══ SOURCE PASSAGE

Historically, that’s very little revenue, but I’m still running hardly any ads at all. I spent a total of $91 on ads, for a self-published books profit of $829. That’s well above the 2019 average of $436.52.

Here’s a scatter plot of my book sale profits (vertical axis) by ad spend. Not seeing super clear patterns here, but it looks like around $2,000 a month in ad spend might be a good number for me.

Book sale profits (vertical) by ad spend.

First “local” pricing promotion

With almost no ads to drive sales, organic sales have steadily been declining.

Valentine’s Day weekend was my first scheduled “local” pricing promotion for HTS. In a “local” pricing promotion, I drop the price of a book, and only promote the sale to new emails on my list.

I dropped HTS from $9.99 to $2.99, and promoted it to every new email since the “global” Black Friday promotion. The sales bump was very modest – from an average of two or three sales a day to a spike of twelve in one day.

kindle pricing promotion results

My Kindle pricing promotion was from Feb 14–17th (price changed on the 13th).

════

*YOUR TASK:* Please list every dollar amount in the book sales passage, in the order they appear. The lines that come after the book sales passage aren't needed.

══ DATASET EXCERPTS

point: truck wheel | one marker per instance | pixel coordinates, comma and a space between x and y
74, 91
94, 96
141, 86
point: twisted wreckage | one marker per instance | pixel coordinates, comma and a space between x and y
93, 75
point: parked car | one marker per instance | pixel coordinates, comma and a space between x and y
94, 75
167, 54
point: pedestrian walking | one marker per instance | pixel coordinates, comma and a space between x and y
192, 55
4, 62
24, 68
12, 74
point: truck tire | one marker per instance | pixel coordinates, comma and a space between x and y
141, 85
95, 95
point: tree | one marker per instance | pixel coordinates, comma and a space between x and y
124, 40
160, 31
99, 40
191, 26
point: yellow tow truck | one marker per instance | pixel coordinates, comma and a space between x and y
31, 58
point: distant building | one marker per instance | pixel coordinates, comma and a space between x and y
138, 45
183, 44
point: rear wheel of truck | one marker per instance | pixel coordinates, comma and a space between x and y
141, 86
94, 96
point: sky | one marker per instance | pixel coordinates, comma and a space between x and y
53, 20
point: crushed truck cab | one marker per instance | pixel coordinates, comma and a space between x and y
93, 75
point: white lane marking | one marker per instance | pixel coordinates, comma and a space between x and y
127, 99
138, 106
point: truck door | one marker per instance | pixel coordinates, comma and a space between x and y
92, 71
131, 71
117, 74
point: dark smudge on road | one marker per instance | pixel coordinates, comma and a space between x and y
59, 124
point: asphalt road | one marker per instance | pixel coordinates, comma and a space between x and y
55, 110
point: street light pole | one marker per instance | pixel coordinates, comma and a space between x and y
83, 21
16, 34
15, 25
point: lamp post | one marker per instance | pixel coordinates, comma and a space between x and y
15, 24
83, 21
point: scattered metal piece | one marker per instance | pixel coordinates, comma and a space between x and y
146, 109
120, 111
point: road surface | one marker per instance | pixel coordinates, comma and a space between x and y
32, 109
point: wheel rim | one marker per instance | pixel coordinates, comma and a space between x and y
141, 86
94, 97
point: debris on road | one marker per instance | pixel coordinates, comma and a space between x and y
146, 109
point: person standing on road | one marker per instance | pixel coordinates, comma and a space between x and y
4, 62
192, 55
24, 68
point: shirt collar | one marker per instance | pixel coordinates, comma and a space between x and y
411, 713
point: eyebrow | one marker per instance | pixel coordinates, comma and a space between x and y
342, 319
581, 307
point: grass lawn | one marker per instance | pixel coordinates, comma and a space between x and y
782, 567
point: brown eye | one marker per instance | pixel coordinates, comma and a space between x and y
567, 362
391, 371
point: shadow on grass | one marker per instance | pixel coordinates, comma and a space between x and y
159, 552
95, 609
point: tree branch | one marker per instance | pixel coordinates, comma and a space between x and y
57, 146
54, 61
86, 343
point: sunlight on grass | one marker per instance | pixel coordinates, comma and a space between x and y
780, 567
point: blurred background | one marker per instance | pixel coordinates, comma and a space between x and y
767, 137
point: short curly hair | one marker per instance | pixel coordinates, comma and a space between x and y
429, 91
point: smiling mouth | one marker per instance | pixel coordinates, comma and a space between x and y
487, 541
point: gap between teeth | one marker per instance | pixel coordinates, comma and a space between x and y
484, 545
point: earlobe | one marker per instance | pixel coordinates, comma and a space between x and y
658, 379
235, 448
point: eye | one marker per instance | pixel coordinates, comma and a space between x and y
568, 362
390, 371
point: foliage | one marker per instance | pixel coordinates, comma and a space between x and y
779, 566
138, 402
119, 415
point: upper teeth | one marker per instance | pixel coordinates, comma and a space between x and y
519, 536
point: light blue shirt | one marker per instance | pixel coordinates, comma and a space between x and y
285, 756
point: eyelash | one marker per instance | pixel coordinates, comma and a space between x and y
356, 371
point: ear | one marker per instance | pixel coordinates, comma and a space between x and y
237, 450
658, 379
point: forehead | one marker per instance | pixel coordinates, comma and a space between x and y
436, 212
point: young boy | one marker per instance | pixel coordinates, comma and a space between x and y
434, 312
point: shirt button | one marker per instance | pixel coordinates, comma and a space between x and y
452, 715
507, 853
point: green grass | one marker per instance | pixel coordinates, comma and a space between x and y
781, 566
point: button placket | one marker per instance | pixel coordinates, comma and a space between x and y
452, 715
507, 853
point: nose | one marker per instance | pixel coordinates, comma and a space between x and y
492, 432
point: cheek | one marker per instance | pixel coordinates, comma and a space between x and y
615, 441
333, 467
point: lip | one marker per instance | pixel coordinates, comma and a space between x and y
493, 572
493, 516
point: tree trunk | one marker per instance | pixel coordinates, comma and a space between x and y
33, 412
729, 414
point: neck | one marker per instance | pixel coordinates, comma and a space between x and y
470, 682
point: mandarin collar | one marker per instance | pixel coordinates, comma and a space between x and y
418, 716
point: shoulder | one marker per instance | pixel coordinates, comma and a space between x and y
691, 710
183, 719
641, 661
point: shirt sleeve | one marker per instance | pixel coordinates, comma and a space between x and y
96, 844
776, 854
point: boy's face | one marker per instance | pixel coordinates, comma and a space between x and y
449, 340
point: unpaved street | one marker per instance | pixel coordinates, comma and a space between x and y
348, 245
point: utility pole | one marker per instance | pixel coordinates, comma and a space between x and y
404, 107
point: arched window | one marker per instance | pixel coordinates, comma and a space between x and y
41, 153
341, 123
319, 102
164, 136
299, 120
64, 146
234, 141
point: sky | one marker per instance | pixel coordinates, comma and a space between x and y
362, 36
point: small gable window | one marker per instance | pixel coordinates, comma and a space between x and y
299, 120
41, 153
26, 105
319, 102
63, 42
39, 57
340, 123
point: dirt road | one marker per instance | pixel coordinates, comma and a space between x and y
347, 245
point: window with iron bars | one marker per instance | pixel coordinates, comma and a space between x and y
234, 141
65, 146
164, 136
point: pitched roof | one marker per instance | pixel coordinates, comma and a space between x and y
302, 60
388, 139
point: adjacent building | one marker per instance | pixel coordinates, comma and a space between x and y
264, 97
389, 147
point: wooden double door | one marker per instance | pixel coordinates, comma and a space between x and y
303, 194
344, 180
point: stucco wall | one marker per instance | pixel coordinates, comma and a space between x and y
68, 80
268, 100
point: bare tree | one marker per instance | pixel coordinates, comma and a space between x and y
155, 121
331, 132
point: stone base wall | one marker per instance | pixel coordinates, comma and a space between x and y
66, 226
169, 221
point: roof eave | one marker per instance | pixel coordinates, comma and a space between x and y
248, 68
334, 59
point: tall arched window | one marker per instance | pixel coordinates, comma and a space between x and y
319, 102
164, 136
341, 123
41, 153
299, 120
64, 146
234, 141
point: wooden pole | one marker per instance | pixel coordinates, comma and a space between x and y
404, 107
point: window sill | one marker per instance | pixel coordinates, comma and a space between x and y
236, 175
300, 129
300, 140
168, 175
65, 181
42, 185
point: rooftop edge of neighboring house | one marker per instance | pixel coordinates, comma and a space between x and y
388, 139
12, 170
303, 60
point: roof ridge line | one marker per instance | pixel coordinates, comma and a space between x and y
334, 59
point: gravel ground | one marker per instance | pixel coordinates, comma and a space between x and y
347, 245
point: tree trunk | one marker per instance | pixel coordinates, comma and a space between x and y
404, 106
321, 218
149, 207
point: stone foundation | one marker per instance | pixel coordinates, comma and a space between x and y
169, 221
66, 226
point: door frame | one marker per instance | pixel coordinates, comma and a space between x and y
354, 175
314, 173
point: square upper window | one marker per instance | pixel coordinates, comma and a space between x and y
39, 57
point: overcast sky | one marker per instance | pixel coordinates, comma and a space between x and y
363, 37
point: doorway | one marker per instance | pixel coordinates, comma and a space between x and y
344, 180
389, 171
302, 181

════

*ANSWER FOR THE TASK:* $91, $829, $436.52, $2,000, $9.99, $2.99